→ **Text to read**
::::

[RC] Recruited? Heck I Was Darned Near Drafted! - Paul Sidio
Back in 1998, I was innocently riding my new horse
in the Mark Twain National Forest. He was an Arabian gelding, and I was on my
third saddle from the tack store. He was hard to get fitted.
Suddenly out of the woods burst a helmet
wearing woman at a flying trot. She went past me and then when she noticed I was
with an Arabian, she wheeled around and trotted back to me. When I told her that
I was trying to get a saddle to fit my horse, she jumped off her mare and
started taking off her saddle. " Here, try this one". She said. "It
doesn't have a horn" I replied. She laughed and said I didn't need a horn unless
I was roping a cow.
It fit my horse, and it turned out she had gotten
it from the same tack store as I was trying the saddles from. She told me
her name was Sue Crewes, and that I needed to do endurance. This was the first I
had ever heard of the sport. I told her that I loved trail riding, and liked to
scoot along, but 25 miles was a several day journey, and who would be
crazy enough to go that far in one day? She explained about 50's and 100's and I
just laughed.

::::

→ **Source excerpt**

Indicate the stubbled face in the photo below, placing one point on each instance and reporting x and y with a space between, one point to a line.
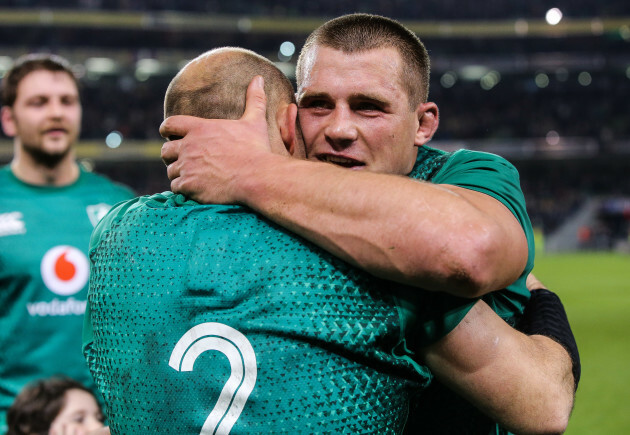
79 415
46 116
354 112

::::

→ **Things to do**
(a) In the trail-riding story, what kind of horse was the narrator riding in 1998?
(b) Does each statement agree with the trail-riding story? (i) The ride took place in the Mark Twain National Forest. (ii) Sue Crewes had bought her saddle at a different tack store from the one the narrator was using. (iii) The narrator already knew about endurance riding before meeting Sue Crewes.
(c) From the trail-riding story, quote the passage starting with "Suddenly out of" and going on through "roping a cow.".

→ **Answers to the exercise**
(a) An Arabian gelding.

(b)
(i) Yes: "in the Mark Twain National Forest."
(ii) No: "she had gotten it from the same tack store as I was trying the saddles from."
(iii) No: "This was the first I had ever heard of the sport."

(c)
Suddenly out of the woods burst a helmet
wearing woman at a flying trot. She went past me and then when she noticed I was
with an Arabian, she wheeled around and trotted back to me. When I told her that
I was trying to get a saddle to fit my horse, she jumped off her mare and
started taking off her saddle. " Here, try this one". She said. "It
doesn't have a horn" I replied. She laughed and said I didn't need a horn unless
I was roping a cow.